Extracted material:
****************************************

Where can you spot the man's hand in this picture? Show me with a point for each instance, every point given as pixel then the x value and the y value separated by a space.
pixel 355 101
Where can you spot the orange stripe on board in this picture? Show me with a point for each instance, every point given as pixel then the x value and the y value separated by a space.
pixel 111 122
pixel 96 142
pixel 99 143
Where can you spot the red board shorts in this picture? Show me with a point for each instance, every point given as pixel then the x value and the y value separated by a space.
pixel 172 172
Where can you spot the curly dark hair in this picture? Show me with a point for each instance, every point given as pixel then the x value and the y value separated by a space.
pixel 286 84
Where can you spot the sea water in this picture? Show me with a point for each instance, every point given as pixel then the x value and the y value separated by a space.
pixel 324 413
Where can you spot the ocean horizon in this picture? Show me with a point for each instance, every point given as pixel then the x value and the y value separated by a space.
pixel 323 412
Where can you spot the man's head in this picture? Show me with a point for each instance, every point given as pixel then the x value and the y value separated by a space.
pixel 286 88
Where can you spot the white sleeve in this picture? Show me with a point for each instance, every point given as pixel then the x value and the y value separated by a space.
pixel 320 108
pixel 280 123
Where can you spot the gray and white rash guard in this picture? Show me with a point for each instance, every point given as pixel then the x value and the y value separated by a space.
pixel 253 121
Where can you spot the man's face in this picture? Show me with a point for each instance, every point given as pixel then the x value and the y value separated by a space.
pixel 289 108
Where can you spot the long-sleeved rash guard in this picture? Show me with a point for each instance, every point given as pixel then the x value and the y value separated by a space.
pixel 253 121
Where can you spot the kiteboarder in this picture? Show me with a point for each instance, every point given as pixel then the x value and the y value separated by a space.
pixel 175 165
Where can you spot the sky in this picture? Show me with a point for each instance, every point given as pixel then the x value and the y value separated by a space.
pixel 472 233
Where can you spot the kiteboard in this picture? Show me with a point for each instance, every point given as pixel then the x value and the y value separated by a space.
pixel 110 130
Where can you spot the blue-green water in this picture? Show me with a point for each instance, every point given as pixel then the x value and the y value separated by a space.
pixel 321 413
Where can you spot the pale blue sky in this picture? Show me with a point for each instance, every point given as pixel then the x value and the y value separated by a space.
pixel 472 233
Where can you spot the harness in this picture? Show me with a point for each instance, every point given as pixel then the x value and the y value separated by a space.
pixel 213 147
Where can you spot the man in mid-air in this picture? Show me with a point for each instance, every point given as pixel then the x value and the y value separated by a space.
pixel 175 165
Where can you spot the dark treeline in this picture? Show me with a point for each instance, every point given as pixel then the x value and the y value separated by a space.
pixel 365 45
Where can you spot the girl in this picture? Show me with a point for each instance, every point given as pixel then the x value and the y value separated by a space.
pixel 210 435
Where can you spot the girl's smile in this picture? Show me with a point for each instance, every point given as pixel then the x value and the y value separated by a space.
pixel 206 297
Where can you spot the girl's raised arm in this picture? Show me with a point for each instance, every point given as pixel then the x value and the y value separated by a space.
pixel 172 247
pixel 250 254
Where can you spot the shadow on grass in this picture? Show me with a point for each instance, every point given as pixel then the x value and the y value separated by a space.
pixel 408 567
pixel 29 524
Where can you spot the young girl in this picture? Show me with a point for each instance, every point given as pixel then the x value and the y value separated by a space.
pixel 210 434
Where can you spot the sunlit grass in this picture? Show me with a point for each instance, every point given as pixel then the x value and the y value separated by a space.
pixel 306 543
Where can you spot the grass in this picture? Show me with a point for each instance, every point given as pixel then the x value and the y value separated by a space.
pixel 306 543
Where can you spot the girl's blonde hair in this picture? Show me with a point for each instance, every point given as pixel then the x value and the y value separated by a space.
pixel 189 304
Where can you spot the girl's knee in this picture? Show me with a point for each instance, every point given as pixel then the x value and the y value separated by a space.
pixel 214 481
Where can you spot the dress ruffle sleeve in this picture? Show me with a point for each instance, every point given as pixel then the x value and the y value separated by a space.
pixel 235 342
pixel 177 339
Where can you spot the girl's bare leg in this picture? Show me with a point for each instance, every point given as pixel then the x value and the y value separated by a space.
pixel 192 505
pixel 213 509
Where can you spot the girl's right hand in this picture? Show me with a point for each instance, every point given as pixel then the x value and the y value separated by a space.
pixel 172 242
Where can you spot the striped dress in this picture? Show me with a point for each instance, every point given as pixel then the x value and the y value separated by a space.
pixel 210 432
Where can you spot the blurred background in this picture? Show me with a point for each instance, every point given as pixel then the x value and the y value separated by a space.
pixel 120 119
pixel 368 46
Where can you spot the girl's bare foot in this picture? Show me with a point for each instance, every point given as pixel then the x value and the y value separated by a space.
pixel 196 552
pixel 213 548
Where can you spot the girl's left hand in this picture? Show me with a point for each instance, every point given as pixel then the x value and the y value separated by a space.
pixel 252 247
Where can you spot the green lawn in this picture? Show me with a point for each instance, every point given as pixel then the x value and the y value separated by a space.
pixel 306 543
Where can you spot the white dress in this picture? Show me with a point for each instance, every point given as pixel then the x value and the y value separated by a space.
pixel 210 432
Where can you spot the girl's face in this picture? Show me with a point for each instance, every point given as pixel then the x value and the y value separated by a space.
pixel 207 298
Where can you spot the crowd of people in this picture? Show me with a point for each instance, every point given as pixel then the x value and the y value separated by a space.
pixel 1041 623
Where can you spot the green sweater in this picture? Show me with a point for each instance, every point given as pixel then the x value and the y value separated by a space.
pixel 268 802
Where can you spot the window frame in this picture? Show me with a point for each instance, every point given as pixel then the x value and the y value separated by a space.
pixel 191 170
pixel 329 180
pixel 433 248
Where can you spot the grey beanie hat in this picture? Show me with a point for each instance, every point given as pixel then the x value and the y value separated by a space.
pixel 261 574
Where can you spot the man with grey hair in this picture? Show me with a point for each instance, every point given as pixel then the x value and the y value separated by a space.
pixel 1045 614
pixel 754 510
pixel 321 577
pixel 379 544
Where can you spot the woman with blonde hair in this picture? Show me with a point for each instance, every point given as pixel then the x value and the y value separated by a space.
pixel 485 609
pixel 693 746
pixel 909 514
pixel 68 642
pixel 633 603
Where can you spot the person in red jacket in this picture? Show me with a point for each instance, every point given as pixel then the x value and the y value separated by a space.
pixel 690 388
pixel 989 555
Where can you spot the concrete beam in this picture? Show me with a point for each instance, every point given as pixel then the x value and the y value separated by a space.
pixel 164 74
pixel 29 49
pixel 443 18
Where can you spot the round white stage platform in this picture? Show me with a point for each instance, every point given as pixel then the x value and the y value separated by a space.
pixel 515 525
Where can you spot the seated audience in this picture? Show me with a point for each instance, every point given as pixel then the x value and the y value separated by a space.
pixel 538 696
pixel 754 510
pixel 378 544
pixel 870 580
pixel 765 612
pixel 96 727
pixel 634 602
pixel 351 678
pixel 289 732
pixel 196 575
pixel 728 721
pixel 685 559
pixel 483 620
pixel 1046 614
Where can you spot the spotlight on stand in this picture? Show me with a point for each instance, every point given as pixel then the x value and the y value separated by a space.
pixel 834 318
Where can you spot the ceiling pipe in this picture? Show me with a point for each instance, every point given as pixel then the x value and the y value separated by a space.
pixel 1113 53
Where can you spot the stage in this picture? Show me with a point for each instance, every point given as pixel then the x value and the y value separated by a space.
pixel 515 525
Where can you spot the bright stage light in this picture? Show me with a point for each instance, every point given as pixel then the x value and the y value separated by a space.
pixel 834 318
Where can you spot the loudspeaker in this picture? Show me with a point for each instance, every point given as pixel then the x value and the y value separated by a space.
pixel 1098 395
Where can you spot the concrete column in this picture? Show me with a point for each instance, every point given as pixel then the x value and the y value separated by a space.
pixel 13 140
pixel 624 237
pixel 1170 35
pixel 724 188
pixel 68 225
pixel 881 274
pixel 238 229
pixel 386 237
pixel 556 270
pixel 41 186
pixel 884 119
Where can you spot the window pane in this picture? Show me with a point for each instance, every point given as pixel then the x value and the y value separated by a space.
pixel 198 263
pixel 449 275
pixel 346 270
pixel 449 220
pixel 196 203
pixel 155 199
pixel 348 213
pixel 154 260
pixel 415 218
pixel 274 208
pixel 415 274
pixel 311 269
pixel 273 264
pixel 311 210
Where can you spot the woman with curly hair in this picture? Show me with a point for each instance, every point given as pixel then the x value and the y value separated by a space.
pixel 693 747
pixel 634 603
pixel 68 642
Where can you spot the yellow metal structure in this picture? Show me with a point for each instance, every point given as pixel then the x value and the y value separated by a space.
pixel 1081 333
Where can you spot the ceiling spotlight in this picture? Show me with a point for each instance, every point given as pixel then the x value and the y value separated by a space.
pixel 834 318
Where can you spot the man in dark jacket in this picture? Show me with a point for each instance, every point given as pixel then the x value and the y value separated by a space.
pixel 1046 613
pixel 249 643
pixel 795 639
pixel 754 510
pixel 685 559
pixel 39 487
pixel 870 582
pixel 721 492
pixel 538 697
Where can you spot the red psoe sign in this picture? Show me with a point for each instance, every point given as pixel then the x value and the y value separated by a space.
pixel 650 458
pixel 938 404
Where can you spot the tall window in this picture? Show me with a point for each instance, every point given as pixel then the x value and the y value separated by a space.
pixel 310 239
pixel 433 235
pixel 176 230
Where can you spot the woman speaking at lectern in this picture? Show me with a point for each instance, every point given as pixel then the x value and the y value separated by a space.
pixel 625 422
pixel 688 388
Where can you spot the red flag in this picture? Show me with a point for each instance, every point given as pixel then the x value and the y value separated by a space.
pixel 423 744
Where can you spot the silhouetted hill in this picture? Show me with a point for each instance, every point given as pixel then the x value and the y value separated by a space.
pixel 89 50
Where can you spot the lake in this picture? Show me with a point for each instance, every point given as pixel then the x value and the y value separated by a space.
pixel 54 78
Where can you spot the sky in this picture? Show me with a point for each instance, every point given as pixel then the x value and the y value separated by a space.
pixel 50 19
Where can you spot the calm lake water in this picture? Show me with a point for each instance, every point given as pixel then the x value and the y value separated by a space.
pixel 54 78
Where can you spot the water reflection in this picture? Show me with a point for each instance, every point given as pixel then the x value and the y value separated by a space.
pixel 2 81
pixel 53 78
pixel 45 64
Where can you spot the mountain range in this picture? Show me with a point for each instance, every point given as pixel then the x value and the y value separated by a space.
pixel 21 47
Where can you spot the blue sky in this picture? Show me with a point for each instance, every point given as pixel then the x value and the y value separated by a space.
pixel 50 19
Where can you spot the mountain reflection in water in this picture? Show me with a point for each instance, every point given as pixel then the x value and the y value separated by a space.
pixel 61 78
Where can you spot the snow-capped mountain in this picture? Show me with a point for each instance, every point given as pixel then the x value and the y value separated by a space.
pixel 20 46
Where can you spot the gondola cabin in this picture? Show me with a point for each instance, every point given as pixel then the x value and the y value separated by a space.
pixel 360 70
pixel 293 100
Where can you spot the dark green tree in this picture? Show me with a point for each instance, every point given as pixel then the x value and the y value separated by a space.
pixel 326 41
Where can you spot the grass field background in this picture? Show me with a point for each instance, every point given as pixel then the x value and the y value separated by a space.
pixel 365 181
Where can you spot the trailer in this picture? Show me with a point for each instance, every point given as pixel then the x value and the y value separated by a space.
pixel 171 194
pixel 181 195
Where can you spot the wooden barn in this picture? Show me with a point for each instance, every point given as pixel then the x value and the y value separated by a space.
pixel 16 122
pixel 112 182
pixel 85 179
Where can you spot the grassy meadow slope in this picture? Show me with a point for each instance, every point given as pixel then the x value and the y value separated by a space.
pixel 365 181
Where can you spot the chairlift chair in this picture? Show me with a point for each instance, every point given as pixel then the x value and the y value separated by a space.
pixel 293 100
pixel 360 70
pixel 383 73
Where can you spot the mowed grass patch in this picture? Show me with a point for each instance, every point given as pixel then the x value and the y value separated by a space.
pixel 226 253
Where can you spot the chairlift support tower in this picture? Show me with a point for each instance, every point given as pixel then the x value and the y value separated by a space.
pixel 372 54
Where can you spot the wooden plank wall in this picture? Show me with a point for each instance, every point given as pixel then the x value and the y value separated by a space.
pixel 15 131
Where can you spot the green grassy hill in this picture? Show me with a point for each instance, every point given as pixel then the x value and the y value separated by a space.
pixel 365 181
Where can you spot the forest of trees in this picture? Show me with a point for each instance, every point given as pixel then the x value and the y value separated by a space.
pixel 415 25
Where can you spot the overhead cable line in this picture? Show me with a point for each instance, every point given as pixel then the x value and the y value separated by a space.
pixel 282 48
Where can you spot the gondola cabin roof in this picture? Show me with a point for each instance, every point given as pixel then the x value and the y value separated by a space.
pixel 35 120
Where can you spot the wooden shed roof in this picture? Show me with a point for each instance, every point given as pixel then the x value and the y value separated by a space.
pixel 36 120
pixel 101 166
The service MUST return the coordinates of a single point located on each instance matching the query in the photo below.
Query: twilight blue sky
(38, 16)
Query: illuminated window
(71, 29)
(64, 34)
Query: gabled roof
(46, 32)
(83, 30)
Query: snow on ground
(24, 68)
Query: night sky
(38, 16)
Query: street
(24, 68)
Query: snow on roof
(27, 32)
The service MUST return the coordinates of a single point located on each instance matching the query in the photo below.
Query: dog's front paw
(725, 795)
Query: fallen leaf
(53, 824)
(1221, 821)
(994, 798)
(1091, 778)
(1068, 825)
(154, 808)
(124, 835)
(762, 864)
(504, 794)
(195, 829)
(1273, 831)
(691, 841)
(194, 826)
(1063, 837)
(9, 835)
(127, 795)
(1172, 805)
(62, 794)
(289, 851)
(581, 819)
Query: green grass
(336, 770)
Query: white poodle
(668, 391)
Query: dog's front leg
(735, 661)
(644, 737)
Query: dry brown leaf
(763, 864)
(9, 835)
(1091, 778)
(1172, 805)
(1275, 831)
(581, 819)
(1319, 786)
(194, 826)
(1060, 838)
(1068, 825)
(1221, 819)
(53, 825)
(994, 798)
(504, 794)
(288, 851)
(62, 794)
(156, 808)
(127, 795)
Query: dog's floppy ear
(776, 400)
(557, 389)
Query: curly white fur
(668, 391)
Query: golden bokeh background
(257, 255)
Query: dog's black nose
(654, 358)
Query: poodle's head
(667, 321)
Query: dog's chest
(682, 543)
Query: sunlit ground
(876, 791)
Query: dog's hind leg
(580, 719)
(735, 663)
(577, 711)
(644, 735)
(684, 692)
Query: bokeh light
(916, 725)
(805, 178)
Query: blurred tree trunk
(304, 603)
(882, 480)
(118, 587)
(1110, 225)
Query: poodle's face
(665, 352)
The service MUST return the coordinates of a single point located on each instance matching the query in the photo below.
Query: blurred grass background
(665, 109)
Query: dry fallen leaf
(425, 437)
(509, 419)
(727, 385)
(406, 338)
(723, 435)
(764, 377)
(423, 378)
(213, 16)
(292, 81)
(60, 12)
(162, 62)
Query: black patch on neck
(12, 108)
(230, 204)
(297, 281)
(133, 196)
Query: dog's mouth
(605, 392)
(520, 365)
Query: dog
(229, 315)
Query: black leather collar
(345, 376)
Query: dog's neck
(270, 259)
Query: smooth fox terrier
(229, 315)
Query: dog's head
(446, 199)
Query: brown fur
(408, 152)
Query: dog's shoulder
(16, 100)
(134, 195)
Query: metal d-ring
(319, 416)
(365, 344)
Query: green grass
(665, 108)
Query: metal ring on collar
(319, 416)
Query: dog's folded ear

****************************************

Task to complete: Return everything in the data from the line containing "Where can you spot the woman speaking" down to the line containing "pixel 688 388", both included, copied word for word.

Response to this exercise:
Where can you spot the woman speaking at lectern in this picture? Show me with a point for each instance, every point given as pixel then the x value and the y value separated by a space.
pixel 625 422
pixel 688 388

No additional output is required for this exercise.